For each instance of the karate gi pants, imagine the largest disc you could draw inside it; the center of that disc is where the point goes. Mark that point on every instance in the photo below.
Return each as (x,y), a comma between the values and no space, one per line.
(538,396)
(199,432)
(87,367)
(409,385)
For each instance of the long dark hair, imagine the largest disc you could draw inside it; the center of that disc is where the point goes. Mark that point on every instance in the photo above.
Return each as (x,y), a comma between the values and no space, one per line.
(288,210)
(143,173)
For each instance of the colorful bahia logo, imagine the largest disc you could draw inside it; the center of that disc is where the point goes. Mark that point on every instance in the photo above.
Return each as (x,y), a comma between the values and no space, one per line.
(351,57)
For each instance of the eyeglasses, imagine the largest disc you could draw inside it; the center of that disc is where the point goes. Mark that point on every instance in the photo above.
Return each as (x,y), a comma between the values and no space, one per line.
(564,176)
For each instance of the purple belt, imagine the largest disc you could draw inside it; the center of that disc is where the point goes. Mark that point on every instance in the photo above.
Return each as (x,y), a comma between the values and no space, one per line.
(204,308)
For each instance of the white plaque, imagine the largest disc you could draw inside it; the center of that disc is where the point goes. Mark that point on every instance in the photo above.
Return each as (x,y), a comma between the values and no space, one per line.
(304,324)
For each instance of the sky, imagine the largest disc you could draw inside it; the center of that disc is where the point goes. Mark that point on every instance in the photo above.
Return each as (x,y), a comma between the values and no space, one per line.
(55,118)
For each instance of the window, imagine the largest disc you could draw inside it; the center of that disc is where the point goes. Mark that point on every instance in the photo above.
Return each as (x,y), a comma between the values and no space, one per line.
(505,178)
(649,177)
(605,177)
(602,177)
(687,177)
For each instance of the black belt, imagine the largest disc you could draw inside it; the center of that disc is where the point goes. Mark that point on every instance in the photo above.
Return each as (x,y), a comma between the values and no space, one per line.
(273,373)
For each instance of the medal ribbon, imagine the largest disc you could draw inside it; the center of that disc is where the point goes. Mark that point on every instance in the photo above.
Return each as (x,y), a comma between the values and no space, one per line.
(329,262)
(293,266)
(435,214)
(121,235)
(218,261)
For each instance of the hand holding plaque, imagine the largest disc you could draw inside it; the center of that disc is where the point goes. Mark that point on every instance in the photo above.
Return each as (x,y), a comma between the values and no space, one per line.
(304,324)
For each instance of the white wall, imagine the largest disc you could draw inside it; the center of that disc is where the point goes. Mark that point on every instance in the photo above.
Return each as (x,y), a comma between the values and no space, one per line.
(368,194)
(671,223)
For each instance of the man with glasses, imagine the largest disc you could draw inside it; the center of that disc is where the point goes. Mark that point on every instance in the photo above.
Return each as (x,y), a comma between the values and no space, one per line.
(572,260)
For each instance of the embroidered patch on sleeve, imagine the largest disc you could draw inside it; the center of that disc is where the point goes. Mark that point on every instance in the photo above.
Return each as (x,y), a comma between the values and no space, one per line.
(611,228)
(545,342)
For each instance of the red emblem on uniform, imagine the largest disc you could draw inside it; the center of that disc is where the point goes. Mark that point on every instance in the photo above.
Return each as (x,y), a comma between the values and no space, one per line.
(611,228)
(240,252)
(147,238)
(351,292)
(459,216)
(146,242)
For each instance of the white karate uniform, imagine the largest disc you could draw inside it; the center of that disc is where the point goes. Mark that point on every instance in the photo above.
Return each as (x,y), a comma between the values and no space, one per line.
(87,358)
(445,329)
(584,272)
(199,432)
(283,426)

_ _ _ _ _ _ _

> _Given instruction_
Your task is to extract the lines running from the one with "For each instance of the red" to the end of the material, inclusive, copying each exactly and adding nothing.

> _Reply to the task_
For each instance of the red emblem on uniform, imagine the largest disc you could draw inside it; the center of that disc is where the point goes. Mark that point on every instance in the photo above.
Return each as (x,y), a comma between the values and no space, one per line.
(611,228)
(240,252)
(147,238)
(351,292)
(459,216)
(146,242)
For each instance of the white karate uniform, imagine the largest disc you could draw inside it; the center of that disc is where the point goes. Mark that point on every instance in the photo above.
Return each as (x,y), a comma between the values and no space, one per line.
(87,358)
(445,329)
(584,272)
(199,432)
(283,426)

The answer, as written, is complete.